● What to do
• a. In the forum post about getting back to riding, how did the writer get onto Blackjack the next time?
• b. Continue the forum post about getting back to riding from its last sentence.

# Back in the saddle... Meet Cash!!



## SammysMom (Jul 20, 2013)

Hi everyone! inkunicorn: inkunicorn: inkunicorn:

Last time I posted here was in December, when I was about two months into recovery from the drunk driving accident that killed my horse and took part of my right leg.

At that point I was spending time with a sweet mare my friends had adopted and hoped would be my next horse. I didn't end up riding Jessie. It turned out she was only 14.1hh, which I didn't realize when I was sitting in the wheelchair, so the first time I stood up next to her, I knew I wouldn't feel comfortable even trying to sit on her. Since my big butt had no business on that sweetheart, we found her a home with a therapy barn where she'll be semi-retired and live happily the rest of her time. I really wasn't in a position to have a horse anyway, having just gotten out of the hospital, staying in an acute care facility and using a wheelchair. 

FF to February, I got on a horse for the first time since everything. I rode my friend's sweet, solid older Percheron and my trainer gave me a pony ride around the arena. The next time I got on Blackjack (which I did by climbing on a picnic table and with the help of my friends), I rode without the lead rope.

● Recorded information

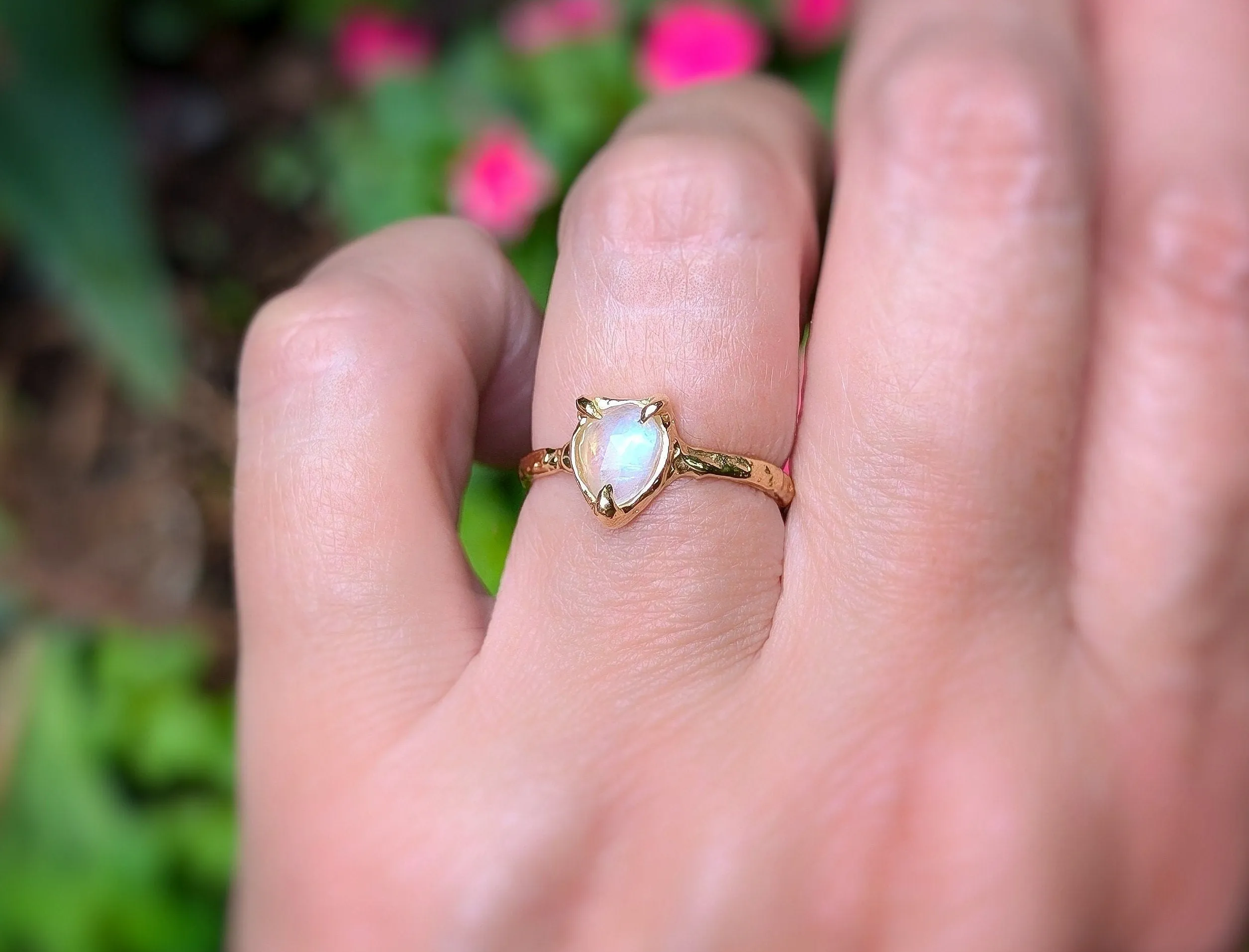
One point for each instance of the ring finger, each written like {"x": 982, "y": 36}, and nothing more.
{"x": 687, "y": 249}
--
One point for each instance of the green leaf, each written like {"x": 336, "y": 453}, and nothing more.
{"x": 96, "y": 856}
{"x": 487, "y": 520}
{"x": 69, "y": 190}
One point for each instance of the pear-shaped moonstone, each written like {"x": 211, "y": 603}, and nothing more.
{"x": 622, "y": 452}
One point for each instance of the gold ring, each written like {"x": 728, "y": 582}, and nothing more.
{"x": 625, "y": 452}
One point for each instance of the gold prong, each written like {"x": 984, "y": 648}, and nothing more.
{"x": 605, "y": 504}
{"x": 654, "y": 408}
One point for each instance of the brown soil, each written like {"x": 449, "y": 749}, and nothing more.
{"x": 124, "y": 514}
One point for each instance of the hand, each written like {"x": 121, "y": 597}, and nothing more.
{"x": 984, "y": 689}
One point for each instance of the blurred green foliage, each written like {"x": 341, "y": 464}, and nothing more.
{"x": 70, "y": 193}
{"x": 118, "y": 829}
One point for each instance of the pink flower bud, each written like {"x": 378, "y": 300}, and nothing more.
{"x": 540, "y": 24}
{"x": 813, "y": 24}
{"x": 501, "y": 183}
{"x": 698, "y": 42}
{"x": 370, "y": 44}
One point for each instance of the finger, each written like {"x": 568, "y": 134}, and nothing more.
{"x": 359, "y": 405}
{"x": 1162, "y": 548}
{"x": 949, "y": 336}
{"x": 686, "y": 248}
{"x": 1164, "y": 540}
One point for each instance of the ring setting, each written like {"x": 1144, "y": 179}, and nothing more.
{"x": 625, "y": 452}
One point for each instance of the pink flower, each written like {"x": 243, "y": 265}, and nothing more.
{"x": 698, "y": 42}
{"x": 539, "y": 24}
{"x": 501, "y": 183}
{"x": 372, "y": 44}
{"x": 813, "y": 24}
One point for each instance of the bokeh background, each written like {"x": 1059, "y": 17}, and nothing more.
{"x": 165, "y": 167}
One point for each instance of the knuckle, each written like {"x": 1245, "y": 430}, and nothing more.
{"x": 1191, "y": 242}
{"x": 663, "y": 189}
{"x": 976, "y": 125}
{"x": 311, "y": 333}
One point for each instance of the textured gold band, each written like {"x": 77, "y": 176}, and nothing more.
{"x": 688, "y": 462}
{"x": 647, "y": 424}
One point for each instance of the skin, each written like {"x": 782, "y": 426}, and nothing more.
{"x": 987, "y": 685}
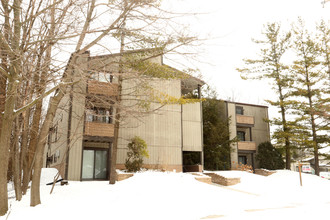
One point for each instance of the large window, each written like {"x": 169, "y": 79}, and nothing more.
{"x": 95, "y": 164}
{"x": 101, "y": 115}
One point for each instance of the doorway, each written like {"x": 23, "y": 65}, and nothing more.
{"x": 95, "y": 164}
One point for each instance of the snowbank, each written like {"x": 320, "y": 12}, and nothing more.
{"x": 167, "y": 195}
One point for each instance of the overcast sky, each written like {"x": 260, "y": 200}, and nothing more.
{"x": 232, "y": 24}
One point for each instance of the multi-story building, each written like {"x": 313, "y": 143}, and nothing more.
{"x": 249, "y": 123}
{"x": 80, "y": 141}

● Exercise responses
• a. By climbing on a picnic table, with the help of friends.

• b.
Mounting is scary with my prosthesis because I'm not able to bear much weight on it yet. My right leg is the one I lost, so once I can balance on the prosthesis I'll be able to mount more or less as normal. Right now, though, it's pretty weird. I scramble up onto a picnic table, hold a friend's hand for balance and swing over. Once I'm in the saddle, though, it's not scary at all. It wasn't cantering off into the sunset, but it felt SO GOOD!

I rode Blackjack a few times over the following months. Meanwhile I needed another skin graft surgery on my leg, which pushed back my being able to wear my prosthesis, and it will probably still be several months before I can wear it all day. 

With the setbacks, I decided I didn't need to wait until I was walking to start looking for a horse. I have an amazing support system at the barn, and I knew my friends would help me and I could start slow. Last month, I "officially" decided that IF the right horse for me came along, I was ready to bring him home. I figured I can take my time to bond and enjoy a relationship on the ground for as long as I need to if there were training things I needed to solidify before riding. The goal, my trainer and I decided, was to find a healthy, sane, calm, willing horse. If all those things were checked off, we could spend the time training the behaviors I need for safe riding, chiefly standing perfectly still at the mounting block and not being freaked out by my clumsy mounting process.

A few weeks ago, I found The One. I found an ad for a 13-year-old gelding whose owner recently became ill. I saw video of him swimming in a lake, standing ground-tied, posing trotting on a loose rein and letting a kid mount him like a little monkey. I went to see him next weekend and brought backup to keep me in line and make good decisions, but I think I already knew he was it. 










I watched my friends ride him around the round pen and started thinking about whether I could let myself take him home without having my trainer or a vet check him. The people selling him for his owner were only there for the day before they'd leave for California.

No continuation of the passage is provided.